[Referring expression pointing data]

= = = = =

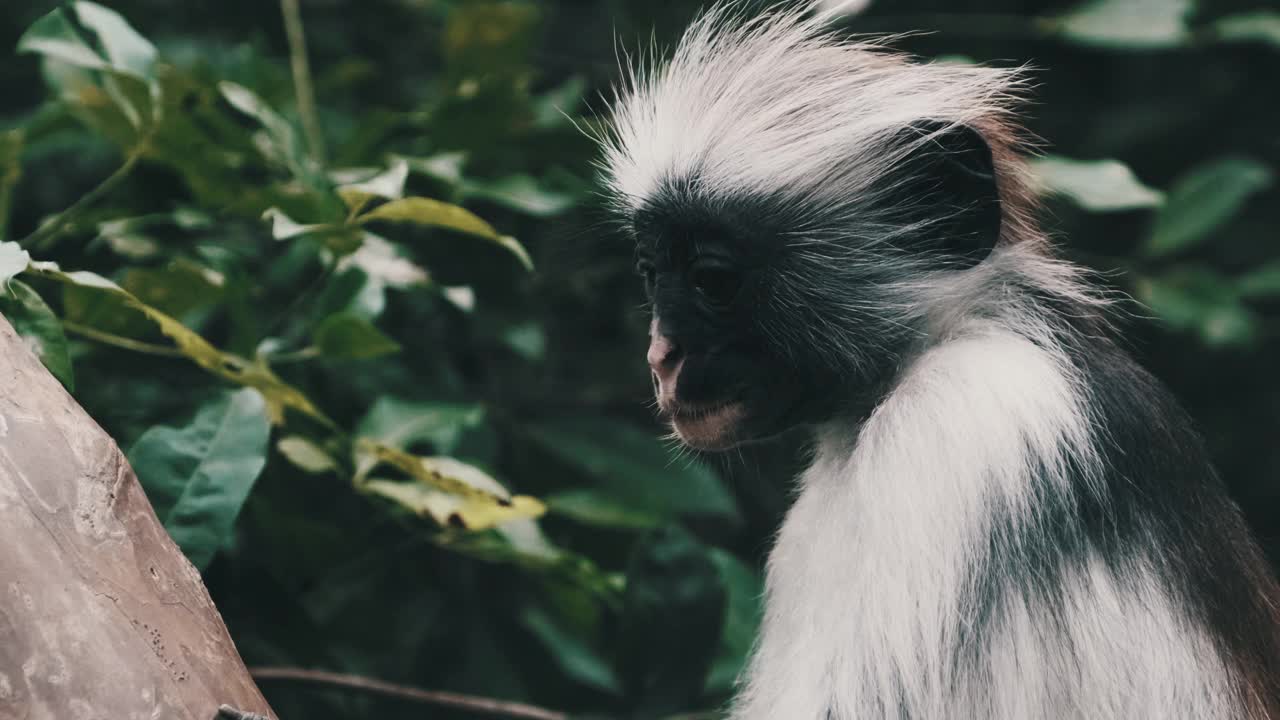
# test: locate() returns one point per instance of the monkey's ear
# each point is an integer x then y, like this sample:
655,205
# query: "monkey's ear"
947,186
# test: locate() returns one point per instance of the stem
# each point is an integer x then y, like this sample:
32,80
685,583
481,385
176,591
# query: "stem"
302,87
44,236
470,703
108,338
309,352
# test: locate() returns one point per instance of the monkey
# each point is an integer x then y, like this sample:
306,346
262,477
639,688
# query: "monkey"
1004,516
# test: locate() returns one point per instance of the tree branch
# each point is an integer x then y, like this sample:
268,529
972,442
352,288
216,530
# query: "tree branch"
302,86
471,703
46,233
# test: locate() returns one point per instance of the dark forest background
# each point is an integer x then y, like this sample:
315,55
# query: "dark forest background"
318,335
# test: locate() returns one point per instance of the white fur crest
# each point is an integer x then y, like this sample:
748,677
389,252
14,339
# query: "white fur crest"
777,105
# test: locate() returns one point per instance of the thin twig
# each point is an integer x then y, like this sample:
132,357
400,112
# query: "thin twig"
44,236
472,703
302,86
108,338
309,352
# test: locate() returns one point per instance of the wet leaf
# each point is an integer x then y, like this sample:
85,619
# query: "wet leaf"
1095,185
1261,26
401,423
594,507
387,185
347,336
1264,282
521,194
451,492
40,328
1127,23
13,260
1205,199
306,455
1202,301
672,618
434,213
255,374
199,477
634,468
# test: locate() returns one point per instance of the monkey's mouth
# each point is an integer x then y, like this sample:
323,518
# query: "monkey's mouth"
708,427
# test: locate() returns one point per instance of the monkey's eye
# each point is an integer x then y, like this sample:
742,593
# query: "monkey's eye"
716,283
645,270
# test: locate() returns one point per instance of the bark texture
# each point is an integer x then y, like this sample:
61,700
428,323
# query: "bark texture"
101,618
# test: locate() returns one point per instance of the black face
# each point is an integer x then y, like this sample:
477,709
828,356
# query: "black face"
754,331
720,376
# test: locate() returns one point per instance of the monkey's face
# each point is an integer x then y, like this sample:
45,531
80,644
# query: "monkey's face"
720,374
772,311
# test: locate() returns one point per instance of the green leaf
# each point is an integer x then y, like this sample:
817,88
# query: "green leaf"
284,141
1200,300
1202,200
233,368
13,260
401,423
451,492
10,172
351,337
1264,282
634,468
388,185
1261,26
575,657
594,507
306,455
200,475
119,50
446,167
672,616
1095,185
743,616
521,194
126,49
1127,23
40,328
557,106
434,213
286,228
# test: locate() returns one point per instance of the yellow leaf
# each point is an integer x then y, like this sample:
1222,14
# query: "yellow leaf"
255,374
446,490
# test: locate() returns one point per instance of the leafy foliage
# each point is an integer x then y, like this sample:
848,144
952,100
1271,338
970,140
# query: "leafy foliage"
400,441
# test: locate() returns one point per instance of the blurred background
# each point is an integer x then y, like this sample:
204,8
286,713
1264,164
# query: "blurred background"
382,217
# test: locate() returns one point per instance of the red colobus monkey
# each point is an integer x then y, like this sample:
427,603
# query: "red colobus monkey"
1005,516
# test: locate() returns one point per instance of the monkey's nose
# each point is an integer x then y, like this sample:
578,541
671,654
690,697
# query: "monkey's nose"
664,359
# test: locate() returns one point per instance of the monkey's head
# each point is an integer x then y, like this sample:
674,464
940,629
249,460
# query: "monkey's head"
800,208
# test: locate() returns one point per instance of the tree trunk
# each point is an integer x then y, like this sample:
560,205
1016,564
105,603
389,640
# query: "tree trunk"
101,618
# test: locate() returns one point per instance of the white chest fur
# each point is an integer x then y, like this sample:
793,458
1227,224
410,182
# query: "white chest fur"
894,519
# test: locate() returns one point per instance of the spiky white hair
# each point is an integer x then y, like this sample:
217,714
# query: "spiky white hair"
874,586
777,105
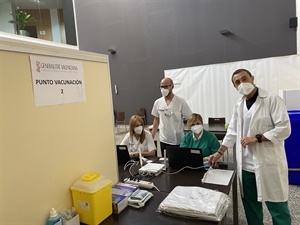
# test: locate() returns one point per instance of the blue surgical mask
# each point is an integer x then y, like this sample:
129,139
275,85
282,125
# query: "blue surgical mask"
197,129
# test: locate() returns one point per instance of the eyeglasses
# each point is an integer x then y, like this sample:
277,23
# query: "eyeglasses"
164,86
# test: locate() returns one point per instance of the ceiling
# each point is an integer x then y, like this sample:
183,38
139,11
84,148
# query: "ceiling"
36,4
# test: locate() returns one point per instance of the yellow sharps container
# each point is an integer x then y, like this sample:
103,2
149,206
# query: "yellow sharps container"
92,198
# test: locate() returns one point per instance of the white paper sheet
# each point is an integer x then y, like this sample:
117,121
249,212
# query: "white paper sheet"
217,176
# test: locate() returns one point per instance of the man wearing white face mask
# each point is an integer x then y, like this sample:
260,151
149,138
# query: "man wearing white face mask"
138,139
168,112
259,126
199,138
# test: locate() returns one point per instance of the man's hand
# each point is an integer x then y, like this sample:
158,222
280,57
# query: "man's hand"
214,159
248,141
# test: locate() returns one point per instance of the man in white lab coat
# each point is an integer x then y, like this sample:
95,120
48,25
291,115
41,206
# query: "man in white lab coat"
259,126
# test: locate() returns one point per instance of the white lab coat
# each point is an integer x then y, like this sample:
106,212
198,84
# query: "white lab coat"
271,119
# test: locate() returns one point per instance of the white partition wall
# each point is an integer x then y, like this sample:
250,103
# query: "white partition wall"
210,92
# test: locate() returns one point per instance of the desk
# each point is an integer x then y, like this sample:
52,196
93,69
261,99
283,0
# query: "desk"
165,183
148,215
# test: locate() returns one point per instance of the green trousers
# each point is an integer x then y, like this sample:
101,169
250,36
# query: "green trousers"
253,209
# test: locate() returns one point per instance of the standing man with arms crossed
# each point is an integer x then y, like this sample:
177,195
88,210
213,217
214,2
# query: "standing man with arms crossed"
259,126
168,112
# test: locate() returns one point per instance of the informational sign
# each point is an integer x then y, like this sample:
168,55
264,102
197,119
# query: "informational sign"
57,81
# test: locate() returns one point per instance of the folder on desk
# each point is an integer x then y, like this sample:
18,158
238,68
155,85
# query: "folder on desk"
217,176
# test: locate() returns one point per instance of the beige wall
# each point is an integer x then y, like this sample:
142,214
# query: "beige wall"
44,150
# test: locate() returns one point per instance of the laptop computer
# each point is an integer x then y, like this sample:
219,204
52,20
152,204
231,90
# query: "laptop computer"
180,157
123,154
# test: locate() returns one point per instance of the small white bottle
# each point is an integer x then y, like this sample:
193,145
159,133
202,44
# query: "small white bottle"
54,218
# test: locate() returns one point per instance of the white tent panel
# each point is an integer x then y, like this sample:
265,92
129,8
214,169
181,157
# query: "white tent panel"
209,91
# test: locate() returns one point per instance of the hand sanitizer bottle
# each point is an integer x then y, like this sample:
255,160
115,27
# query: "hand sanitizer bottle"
54,218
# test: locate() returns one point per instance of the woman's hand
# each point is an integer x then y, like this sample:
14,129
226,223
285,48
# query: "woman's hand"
133,154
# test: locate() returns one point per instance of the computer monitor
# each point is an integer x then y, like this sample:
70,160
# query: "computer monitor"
123,154
181,157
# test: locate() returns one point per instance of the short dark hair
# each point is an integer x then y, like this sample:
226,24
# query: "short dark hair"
240,70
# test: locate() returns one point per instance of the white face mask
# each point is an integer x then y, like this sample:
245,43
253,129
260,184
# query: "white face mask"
197,129
245,88
138,129
164,92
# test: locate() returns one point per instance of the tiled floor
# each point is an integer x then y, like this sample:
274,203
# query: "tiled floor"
294,194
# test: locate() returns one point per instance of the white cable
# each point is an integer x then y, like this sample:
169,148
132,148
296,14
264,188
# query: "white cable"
186,167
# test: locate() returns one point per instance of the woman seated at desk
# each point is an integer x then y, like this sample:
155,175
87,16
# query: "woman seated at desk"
197,137
139,138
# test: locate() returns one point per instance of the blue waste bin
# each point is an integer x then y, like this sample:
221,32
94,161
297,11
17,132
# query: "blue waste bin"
292,148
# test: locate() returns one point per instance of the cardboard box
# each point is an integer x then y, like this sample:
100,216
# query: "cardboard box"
120,195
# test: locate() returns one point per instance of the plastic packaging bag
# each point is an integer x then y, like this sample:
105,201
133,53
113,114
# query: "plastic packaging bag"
195,202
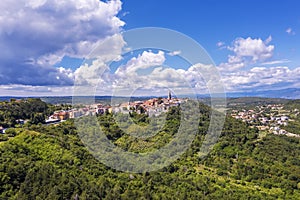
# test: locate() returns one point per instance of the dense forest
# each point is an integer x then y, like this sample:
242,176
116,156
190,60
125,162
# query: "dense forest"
51,162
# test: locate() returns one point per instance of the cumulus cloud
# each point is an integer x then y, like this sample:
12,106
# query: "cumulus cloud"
262,78
35,34
147,72
290,31
247,50
174,53
221,45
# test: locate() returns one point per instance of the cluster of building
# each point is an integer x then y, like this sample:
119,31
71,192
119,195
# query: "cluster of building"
151,107
270,118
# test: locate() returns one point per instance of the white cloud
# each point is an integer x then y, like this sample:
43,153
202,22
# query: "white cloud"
290,31
262,78
35,34
276,62
221,45
174,53
255,49
247,50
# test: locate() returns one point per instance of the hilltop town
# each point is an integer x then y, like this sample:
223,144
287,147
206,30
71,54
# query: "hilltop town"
150,107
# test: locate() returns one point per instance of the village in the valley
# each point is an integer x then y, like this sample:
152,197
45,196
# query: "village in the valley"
271,118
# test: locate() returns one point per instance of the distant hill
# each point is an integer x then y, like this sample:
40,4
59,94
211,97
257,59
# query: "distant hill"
291,93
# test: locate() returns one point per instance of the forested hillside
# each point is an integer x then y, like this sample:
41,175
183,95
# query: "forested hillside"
50,162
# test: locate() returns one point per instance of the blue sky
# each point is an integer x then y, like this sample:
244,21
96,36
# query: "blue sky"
213,21
253,43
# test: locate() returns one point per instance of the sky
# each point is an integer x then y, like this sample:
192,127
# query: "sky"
48,46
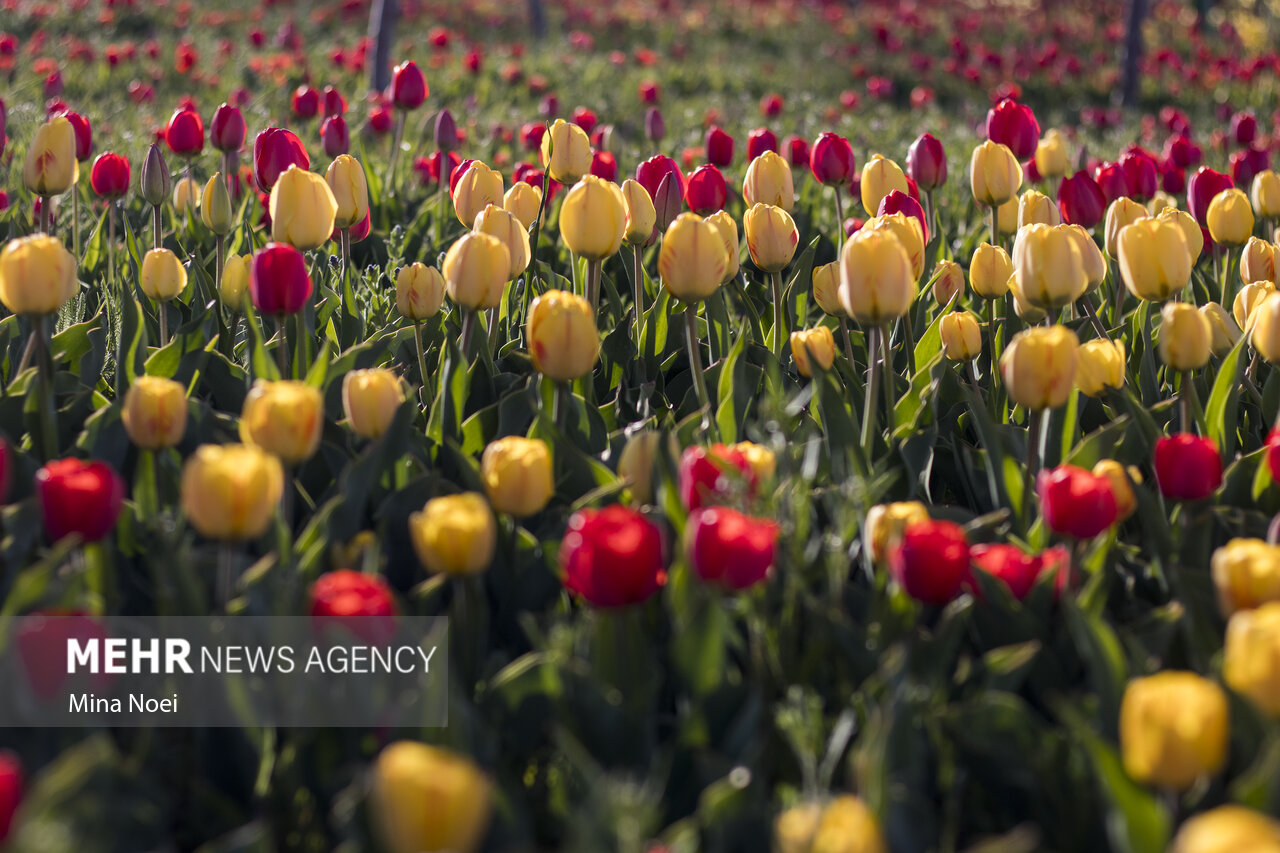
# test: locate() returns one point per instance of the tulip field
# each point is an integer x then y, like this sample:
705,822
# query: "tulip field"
835,428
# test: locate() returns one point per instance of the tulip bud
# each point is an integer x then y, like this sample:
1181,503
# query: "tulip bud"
231,491
817,343
155,413
155,179
768,182
1184,337
1038,366
410,775
455,534
1173,729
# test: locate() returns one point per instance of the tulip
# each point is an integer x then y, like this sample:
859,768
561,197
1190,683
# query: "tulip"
1173,729
1184,337
816,343
961,337
1038,366
1153,259
931,561
612,557
155,413
429,798
1188,468
455,534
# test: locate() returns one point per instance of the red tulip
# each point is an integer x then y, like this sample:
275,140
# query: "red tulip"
1080,201
186,133
612,557
1075,502
279,282
78,497
1014,124
730,548
408,86
356,602
1188,468
705,191
927,163
227,128
110,176
931,561
274,151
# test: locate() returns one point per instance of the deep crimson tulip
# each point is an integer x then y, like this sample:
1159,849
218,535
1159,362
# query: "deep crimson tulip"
110,176
227,128
612,557
759,141
186,133
1188,468
1075,502
334,137
1014,126
927,163
730,548
408,86
274,151
705,191
305,103
708,474
831,159
278,281
78,497
355,602
650,173
1201,190
1080,201
931,561
720,147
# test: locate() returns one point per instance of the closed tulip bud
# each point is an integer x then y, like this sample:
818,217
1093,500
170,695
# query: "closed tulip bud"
1223,329
419,292
524,201
1051,155
155,179
229,492
476,188
429,798
566,151
995,174
370,400
215,205
50,168
1153,259
1257,261
455,534
1173,729
1038,366
283,418
813,346
1265,194
693,260
475,270
155,413
771,237
37,276
163,274
768,182
1230,218
593,218
1100,366
961,338
346,179
990,272
563,341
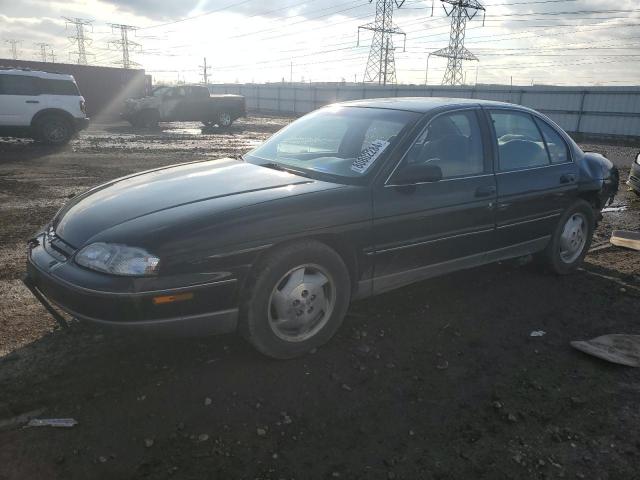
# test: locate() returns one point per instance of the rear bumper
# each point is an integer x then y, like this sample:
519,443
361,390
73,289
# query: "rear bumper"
634,177
209,311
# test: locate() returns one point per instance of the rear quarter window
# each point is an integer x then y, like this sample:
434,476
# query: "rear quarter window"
59,87
19,85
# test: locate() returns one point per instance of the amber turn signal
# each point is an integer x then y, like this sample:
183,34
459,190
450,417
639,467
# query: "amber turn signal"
180,297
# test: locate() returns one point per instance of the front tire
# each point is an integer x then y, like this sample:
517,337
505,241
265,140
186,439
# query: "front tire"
298,300
571,239
53,129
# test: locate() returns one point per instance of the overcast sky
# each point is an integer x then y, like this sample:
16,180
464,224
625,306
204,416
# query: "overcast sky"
569,42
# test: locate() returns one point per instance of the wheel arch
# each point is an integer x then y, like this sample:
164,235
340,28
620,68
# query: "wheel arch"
51,111
336,242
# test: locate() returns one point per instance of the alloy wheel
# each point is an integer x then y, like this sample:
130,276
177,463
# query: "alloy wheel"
573,238
301,303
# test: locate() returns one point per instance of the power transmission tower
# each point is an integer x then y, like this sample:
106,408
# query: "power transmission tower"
124,44
381,63
460,11
80,39
14,47
43,51
205,72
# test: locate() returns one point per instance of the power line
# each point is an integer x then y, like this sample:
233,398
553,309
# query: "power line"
123,43
460,12
205,72
80,39
381,65
14,47
43,50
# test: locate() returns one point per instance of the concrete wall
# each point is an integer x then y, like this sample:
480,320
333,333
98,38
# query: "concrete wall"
104,88
589,111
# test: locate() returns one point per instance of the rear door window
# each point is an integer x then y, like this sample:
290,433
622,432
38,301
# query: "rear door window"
520,144
451,141
557,147
58,87
19,85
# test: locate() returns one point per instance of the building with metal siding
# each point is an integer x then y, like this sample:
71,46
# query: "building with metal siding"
605,112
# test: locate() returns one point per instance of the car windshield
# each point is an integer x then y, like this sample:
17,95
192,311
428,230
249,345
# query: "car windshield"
339,141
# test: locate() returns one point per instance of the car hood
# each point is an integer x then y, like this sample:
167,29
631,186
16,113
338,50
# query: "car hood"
214,184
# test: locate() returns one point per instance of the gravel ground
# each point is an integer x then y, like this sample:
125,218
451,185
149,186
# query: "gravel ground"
437,380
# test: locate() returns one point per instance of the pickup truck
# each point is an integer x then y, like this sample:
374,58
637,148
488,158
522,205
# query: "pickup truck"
184,103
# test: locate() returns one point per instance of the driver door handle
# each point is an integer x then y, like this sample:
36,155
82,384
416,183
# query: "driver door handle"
487,191
567,178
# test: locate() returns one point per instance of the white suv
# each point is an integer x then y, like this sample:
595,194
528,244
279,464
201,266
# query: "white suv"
45,106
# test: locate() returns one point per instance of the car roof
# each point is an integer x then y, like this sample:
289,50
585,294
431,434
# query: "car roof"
424,104
36,73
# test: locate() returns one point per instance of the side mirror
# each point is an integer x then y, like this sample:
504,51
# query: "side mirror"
410,174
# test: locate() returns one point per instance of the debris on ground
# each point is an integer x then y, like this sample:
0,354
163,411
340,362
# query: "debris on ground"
615,348
52,422
19,419
626,238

= = = = =

Reproduce the lines of the entries above from the one with "the man in white lab coat" to the one with "# test: locate() returns one point per instance of the standing", both included, exactly and without any other line.

# test: locate() returns one point per instance of the man in white lab coat
# each point is an integer x then y, like this sample:
95,120
48,25
291,115
41,206
# query: "man in white lab coat"
259,126
# test: locate() returns one point per instance of the white lab coat
# each point is an integer x then y, like this sample:
106,212
198,84
# query: "white lab coat"
271,119
# test: locate() returns one point per instance of the white partition wall
# each point is an integer x then y, like this sample:
250,103
# query: "white partition wall"
210,92
# test: locate() returns one point per instance of the desk
# each point is an integer x then y, like this sample:
52,196
93,69
261,99
283,0
# query: "desk"
165,183
148,215
# test: locate() returns one point per instance of the green trousers
# each point is an integer x then y, like this sample:
101,169
250,36
# query: "green trousers"
253,209
# test: locate() returns one point per instance of the standing man with arms crossed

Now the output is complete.